*AIM*.
Pick out each line in the items below that contains the string "roof", matching case exactly.

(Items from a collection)
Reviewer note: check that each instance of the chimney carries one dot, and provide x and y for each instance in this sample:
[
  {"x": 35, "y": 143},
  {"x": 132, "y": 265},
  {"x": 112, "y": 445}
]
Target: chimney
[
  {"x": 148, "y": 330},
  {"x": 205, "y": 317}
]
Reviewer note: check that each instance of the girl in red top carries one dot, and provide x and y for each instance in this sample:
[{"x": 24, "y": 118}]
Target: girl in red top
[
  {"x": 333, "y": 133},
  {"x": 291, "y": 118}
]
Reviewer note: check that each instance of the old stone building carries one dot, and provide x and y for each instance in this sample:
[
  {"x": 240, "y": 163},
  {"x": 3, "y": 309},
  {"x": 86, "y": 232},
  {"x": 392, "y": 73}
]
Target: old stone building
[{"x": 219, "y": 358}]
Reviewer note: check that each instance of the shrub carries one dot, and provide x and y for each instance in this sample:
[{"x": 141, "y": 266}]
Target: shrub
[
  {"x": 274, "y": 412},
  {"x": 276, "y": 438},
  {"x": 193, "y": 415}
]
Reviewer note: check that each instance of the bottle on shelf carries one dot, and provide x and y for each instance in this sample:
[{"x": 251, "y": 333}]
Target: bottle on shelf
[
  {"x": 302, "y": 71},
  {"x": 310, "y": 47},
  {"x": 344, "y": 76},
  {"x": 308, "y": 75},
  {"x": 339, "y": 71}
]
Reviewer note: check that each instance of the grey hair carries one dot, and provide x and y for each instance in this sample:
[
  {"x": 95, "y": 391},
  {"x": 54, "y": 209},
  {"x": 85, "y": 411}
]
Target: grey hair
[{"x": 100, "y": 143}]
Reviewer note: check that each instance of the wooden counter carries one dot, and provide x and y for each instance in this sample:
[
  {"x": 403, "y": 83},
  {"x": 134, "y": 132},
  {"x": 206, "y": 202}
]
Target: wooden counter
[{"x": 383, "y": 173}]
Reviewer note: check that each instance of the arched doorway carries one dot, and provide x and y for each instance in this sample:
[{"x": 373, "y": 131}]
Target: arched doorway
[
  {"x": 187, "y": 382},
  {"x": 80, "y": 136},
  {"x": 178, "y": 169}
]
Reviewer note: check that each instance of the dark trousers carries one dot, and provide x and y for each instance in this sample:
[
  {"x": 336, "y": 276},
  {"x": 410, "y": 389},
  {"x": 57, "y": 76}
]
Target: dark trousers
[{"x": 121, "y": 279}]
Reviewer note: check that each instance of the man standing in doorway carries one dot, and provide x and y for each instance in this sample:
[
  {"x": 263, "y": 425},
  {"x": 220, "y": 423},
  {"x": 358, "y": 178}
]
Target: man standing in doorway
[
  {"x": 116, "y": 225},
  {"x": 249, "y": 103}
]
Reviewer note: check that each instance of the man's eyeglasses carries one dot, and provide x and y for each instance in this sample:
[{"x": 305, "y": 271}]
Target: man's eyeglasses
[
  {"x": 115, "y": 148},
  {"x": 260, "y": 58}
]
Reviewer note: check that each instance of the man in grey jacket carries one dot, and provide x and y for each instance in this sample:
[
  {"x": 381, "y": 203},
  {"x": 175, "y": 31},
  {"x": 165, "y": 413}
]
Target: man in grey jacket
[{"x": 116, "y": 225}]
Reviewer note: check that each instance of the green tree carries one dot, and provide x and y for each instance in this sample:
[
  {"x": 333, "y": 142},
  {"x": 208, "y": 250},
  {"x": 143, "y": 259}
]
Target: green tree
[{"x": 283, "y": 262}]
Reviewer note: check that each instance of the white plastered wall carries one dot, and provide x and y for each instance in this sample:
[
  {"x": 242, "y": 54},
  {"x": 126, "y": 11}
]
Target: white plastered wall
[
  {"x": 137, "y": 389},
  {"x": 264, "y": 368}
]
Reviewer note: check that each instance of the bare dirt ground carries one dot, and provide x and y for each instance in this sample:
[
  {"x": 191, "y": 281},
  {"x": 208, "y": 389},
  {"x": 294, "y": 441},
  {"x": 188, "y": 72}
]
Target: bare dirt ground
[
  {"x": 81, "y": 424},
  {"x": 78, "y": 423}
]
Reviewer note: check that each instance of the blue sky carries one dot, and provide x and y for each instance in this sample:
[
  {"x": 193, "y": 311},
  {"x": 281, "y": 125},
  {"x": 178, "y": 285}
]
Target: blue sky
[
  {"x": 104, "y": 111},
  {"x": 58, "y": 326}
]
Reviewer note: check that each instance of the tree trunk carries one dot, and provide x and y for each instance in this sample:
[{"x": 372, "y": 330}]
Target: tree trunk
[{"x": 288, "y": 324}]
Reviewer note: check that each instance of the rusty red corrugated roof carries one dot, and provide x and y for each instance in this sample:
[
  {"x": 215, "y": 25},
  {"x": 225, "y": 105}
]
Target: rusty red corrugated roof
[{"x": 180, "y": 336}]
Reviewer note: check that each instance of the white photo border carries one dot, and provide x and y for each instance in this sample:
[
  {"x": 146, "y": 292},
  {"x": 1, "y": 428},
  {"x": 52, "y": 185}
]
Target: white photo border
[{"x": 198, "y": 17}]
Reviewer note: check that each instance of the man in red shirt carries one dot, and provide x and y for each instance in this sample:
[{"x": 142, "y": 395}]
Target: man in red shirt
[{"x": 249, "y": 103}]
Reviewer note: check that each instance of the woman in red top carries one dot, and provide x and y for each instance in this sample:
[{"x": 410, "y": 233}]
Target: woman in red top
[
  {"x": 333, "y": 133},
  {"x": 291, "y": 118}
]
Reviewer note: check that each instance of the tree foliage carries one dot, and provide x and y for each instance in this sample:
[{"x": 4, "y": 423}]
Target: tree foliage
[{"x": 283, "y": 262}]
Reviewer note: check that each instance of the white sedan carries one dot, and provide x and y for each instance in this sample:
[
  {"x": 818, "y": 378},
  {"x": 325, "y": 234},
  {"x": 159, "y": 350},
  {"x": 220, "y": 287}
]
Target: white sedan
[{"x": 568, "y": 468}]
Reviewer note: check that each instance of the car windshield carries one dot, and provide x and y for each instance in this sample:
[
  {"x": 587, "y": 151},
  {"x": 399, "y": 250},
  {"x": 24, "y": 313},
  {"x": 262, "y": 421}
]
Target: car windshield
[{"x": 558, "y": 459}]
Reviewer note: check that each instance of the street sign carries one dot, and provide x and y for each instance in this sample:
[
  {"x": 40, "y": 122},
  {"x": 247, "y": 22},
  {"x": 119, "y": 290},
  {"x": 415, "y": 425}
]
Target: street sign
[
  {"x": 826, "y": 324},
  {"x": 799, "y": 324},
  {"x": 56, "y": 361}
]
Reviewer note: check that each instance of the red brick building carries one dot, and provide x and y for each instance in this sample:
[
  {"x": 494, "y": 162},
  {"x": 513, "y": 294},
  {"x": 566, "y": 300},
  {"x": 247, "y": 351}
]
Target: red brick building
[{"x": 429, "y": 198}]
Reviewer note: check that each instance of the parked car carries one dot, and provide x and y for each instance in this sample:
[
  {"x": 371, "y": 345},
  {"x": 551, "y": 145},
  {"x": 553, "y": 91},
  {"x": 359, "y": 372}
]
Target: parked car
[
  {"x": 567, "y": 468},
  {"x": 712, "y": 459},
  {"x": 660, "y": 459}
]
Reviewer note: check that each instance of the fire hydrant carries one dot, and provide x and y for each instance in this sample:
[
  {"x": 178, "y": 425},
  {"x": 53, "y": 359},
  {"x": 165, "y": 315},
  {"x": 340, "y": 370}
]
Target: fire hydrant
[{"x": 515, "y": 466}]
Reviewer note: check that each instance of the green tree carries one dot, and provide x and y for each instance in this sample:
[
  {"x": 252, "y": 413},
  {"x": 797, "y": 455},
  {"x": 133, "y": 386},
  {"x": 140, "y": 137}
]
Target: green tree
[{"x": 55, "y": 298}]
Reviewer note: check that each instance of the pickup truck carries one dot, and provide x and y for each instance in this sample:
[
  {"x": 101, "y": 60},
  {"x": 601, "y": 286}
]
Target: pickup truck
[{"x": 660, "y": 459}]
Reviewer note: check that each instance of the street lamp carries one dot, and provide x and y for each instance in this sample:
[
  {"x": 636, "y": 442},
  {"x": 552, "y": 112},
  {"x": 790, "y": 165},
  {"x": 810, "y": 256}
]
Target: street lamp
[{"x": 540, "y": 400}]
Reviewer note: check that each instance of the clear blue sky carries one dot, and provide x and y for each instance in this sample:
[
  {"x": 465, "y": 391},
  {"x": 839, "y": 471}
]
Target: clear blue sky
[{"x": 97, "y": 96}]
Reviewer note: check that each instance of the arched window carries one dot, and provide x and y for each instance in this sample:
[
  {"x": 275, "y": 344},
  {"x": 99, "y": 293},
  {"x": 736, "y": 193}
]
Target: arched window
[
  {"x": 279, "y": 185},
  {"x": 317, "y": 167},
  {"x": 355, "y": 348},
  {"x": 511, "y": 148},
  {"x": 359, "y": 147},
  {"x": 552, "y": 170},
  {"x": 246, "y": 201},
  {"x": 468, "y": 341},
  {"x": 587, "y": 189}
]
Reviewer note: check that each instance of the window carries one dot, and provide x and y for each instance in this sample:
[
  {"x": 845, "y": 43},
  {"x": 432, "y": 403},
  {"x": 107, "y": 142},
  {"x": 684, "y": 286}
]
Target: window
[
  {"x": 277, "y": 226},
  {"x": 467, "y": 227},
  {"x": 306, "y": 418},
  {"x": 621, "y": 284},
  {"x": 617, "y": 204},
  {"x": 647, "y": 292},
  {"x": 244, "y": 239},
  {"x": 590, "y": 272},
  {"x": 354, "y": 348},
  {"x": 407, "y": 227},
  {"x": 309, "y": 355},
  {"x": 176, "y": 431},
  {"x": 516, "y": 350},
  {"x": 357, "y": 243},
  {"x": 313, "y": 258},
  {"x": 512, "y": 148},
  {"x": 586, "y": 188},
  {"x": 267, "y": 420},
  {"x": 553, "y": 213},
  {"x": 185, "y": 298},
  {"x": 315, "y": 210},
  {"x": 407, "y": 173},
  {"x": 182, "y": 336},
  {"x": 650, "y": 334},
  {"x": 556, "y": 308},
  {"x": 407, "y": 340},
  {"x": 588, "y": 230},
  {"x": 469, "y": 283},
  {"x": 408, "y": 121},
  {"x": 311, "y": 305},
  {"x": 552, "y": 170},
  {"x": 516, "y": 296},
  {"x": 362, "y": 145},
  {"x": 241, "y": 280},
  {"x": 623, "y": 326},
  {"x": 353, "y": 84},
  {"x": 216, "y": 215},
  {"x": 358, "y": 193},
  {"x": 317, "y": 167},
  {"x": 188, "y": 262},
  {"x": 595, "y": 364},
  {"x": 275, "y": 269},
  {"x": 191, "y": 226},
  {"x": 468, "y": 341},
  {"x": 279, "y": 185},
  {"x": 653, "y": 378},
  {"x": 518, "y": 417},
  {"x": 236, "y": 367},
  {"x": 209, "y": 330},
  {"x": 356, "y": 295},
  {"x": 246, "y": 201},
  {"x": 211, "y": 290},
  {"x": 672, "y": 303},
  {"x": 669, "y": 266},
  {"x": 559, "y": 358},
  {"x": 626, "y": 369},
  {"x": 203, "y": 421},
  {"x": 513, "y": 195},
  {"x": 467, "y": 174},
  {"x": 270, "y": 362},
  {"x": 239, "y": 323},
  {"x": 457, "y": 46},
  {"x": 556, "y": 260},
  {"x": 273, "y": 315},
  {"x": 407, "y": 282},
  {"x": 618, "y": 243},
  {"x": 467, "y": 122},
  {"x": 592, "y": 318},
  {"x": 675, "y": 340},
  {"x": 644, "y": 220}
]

*EXERCISE OUTPUT*.
Reviewer note: check that each instance of the rusty red corrugated roof carries one dot, and provide x and y for each instance in this sample:
Target: rusty red corrugated roof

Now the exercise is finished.